» Tasks to complete
(a) From the blog post on cheering up a cancer patient, write out the passage starting at "Came across this" and ending at "a Cancer Patient.".
(b) Answer these questions using the blog post on cheering up a cancer patient:
(i) What Twitter handle does the blogger give?
(ii) Where did the blogger come across the article?
(iii) How did the blogger say they had felt over the last couple weeks?
(c) Carry on the blog post on cheering up a cancer patient from its last sentence.

== Passage to read

Thursday, May 27, 2010

How Not to Cheer Up a Cancer Patient

Sorry for the lapse in blogging, kids. Felt kinda icky the last couple weeks so it dropped to the bottom of my priority list. The little energy I could muster never added up to more than 140 characters. Which is why you should follow me on Twitter (@miavandy).


Came across this article while perusing the UCF Facebook page today. So spot on (and funny). Wish I had this to send to people 2 yrs ago. But good to read anytime for future reference. Ch-ch-check it out: How Not to Cheer Up a Cancer Patient.

====
== Information supplied

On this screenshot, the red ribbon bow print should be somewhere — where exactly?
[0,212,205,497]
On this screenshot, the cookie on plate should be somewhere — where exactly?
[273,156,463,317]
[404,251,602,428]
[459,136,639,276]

====

» Expected results
(a)
Came across this article while perusing the UCF Facebook page today. So spot on (and funny). Wish I had this to send to people 2 yrs ago. But good to read anytime for future reference. Ch-ch-check it out: How Not to Cheer Up a Cancer Patient.

(b)
(i) @miavandy
(ii) On the UCF Facebook page
(iii) Kinda icky

(c)
A sample passage:

Ling Ling

One of the most common fear responses to the dreaded News is to e-mail the person you love with as much information you can gather on his/her particular cancer. The problem is this: The Internet was invented as a pornography delivery system. And for Nigerian princes to find your grandparents and convince them to go halfsies on a timeshare in Boca Raton. And of course for every jackass with a computer to offer up an opinion on the best way to cure cancer. Look, I know you mean well, but I have yet to see anyone pull out of a pancreatic cancer tailspin by sucking on a panda's claw for two hours a day. I'm all for alternative medicine or nontraditional ways of beating the shit out of this insidious beast, but sometimes I don't have enough time to take a few months off to try Bosco enemas and tickle classes.